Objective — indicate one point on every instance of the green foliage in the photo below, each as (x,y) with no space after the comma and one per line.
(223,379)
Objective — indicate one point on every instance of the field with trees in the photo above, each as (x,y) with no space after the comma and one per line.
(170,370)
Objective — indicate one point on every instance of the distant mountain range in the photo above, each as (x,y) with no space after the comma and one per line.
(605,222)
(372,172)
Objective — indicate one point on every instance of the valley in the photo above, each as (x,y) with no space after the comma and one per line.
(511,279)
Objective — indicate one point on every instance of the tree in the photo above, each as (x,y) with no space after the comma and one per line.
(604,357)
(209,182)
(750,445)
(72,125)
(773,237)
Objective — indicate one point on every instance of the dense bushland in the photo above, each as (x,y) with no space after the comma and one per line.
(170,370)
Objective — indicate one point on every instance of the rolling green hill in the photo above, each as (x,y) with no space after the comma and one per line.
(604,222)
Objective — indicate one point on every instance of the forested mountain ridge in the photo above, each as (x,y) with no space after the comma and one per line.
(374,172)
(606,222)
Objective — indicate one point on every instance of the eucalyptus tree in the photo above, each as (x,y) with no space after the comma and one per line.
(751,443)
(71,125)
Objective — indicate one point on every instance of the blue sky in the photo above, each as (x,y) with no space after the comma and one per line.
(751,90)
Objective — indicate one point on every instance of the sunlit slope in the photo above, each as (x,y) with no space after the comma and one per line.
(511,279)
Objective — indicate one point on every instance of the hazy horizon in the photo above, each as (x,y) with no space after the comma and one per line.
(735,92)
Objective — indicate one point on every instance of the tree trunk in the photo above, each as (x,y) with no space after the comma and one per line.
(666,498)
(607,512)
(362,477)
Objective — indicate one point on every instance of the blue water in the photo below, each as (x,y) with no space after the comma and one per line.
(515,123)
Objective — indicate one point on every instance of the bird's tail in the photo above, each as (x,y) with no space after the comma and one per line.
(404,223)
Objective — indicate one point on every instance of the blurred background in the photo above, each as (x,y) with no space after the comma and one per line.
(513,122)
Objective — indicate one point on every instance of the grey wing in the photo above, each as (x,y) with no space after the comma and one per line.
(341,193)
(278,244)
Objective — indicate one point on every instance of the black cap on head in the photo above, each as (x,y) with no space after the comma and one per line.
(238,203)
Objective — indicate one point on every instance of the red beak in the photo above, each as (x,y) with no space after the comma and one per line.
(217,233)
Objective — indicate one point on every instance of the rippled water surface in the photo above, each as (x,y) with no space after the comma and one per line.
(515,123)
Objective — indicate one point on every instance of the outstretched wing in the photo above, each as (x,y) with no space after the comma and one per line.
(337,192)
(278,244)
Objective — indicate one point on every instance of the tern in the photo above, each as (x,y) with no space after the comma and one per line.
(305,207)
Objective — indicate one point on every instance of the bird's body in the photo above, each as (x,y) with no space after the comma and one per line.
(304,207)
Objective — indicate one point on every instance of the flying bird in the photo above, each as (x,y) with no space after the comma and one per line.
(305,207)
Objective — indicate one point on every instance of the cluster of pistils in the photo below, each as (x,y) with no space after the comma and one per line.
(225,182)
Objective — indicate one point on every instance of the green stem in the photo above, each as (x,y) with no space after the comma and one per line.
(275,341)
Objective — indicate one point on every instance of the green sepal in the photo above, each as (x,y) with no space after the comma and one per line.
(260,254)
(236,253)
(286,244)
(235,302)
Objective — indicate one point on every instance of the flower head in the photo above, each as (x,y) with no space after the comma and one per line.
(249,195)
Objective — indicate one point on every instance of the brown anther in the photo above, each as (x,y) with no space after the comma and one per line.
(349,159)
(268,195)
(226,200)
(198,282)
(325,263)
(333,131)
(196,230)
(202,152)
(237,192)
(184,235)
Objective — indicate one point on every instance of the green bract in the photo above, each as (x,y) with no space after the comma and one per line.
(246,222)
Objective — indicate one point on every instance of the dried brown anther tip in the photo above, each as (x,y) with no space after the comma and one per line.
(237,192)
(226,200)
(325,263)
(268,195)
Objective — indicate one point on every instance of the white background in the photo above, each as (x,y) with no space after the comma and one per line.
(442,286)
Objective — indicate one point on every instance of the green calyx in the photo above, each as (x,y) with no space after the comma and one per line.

___

#### [THE EXERCISE]
Reproduce every one of the entries above word for word.

#### [RESULT FOR THIS EXERCISE]
Objective — indicate one point on every instance of the green foliage in the photo below, each as (x,y) with no space after the comma and one per line.
(223,379)
Objective — indicate one point on every instance of the field with trees in the photo above, each as (x,y) with no space after the comma and one per line.
(170,370)
Objective — indicate one point on every instance of the distant mountain range in the photo above, each as (x,y) with no space after the comma and one per line.
(605,222)
(372,172)
Objective — indicate one point on every instance of the valley in the photo above, each as (x,y) with no space after the comma and one per line.
(511,279)
Objective — indicate one point on every instance of the tree in the photo above, each as (x,y) with no space after the comma and one per line.
(604,357)
(209,182)
(750,445)
(72,125)
(773,237)
Objective — indicate one point on every instance of the dense bushland in the photo above, each as (x,y) with no space after the comma and one per line.
(170,370)
Objective — indicate one point on every instance of the rolling green hill in the photo above, each as (x,y) with no space after the comma and one per line.
(604,222)
Objective — indicate one point on every instance of the forested mountain ridge in the photo above, each as (x,y) with no space after the comma and one per line.
(374,172)
(606,222)
Objective — indicate one point on every instance of the eucalyptus tree in the photo above, each as (x,y) with no space after the comma and one per line.
(751,443)
(71,125)
Objective — indicate one point on every instance of the blue sky in the photo above, each as (x,y) with no space after the comma and one per line.
(751,90)
Objective — indicate one point on every instance of the sunlit slope in the photo above, each as (x,y) with no space after the comma and one per line.
(511,279)
Objective — indicate one point on every instance of the hazy horizon in the photo above, each as (x,y) with no space after the comma and one per line.
(735,92)
Objective — indicate one point on every instance of the tree trunk in the photo above, each as (x,y) with no space after the comma and one per line.
(666,498)
(607,512)
(362,477)
Objective — indicate one point on every instance of the blue water in the photo below, each as (x,y) with no space after the comma and one per line.
(515,123)
Objective — indicate one point on every instance of the bird's tail in the photo above, each as (x,y) with no space after the comma and one per line.
(404,223)
Objective — indicate one point on every instance of the blurred background in the photo above, each as (x,y) with no space after the comma and one per line.
(513,122)
Objective — indicate one point on every instance of the grey wing in the photo above, each as (x,y) with no space after the comma and one per line.
(341,193)
(278,244)
Objective — indicate one point on every instance of the black cap on head in the photo above, each as (x,y) with no space after the comma and one per line.
(238,203)
Objective — indicate one point on every instance of the red beak in the photo above, each as (x,y) with no space after the comma and one per line.
(217,233)
Objective — indicate one point on every instance of the rippled water surface in the photo above, each as (x,y) with no space after the comma and one per line.
(515,123)
Objective — indicate one point on every instance of the outstretched wing in the photo above, each as (x,y) with no space after the comma and one per line.
(337,192)
(278,244)
Objective — indicate one point on every instance of the tern in the photo above, each as (x,y) with no space after the comma and one per line.
(305,207)
Objective — indicate one point on every instance of the bird's body in the photo above, each as (x,y) with no space after the comma and one per line.
(304,207)
Objective — indicate one point on every instance of the flying bird in the photo above, each as (x,y) with no space after the comma and one per line.
(305,207)
Objective — indicate one point on every instance of the cluster of pistils in the photo below, each as (x,y) with no space after the comma and one per line.
(225,182)
Objective — indicate one point on every instance of the green stem in the photo above, each as (x,y) with no space after the comma and one per line.
(275,341)
Objective — indicate one point on every instance of the green sepal in the photo above, each as (x,y) with no space after the comma and one per line.
(260,254)
(236,253)
(286,244)
(235,302)
Objective — indicate one point on every instance of the flower head in the photo above, each as (x,y) with no space after the comma and one per line.
(249,195)
Objective — indicate one point on every instance of the brown anther in the photo above, each as (x,y) with no space after the comma and one per line.
(349,159)
(268,195)
(226,200)
(198,282)
(325,263)
(333,131)
(196,230)
(202,152)
(237,192)
(184,235)
Objective — indicate one point on every instance of the green bract in the photo above, each as (x,y) with no space after the comma and one per line.
(246,222)
Objective — indicate one point on every instance of the dried brown anther tip in the photo above, each as (x,y) with no space after the comma and one per line.
(237,192)
(226,200)
(325,263)
(268,195)
Objective — indicate one point on every instance of the white background in the photo above, each as (x,y) with no space after the comma and one per line.
(442,286)
Objective — indicate one point on every instance of the green calyx in the photo above, each as (x,y) with no space after the comma and one per line.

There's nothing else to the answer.